== Your goal ==
Continue the dissertation abstract on hydrogen bonds and nanoscale heat transfer, starting after its last sentence.

== Document excerpt ==
• • • • • • •
Date of Award:
Doctor of Philosophy (PhD)
Mechanical and Aerospace Engineering
Heat transfer at the nanoscale plays an important role in determining the reliability and performance of many innovative advanced materials technologies such as nanoelectronics, semiconductor, biomedical devices, polymers, and composites. Extensive efforts have been made to design materials with extraordinary thermal properties. However, fundamental understanding of heat transfer in many of these materials is still not lacking, because the thermal transport processes are governed by several factors including molecular morphology and chemical bonding. Among these factors, the atomic bonding between two dissimilar materials or within single materials is of particular interest due to its ubiquity and importance in physical processes. This work will focus on the demonstration and fundamental understanding of nanoscale thermal transport enhanced by incorporating hydrogen bonds in materials design.
• • • • • • •
== Supplied data ==
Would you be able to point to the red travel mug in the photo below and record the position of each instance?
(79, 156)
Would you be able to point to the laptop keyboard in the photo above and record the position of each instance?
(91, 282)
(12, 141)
• • • • • • •
== Response area ==
Molecular dynamics is performed for studying heat transfer processes in two typical hydrogen-bonded materials: (1) protein secondary structures, and (2) electrode/electrolyte composites in lithium ion batteries. Theoretical calculation and analysis show that heat transfer can be tuned in a wide range by modifying the hydrogen bonds. Results will not only provide new physical insights, but will also guide the rational design of materials for desired thermal properties towards many applications.
He, Jinlong, "Molecular Mechanisms and Design of Hydrogen-Bonded Materials for Thermal Applications" (2020). All Graduate Theses and Dissertations. 7992.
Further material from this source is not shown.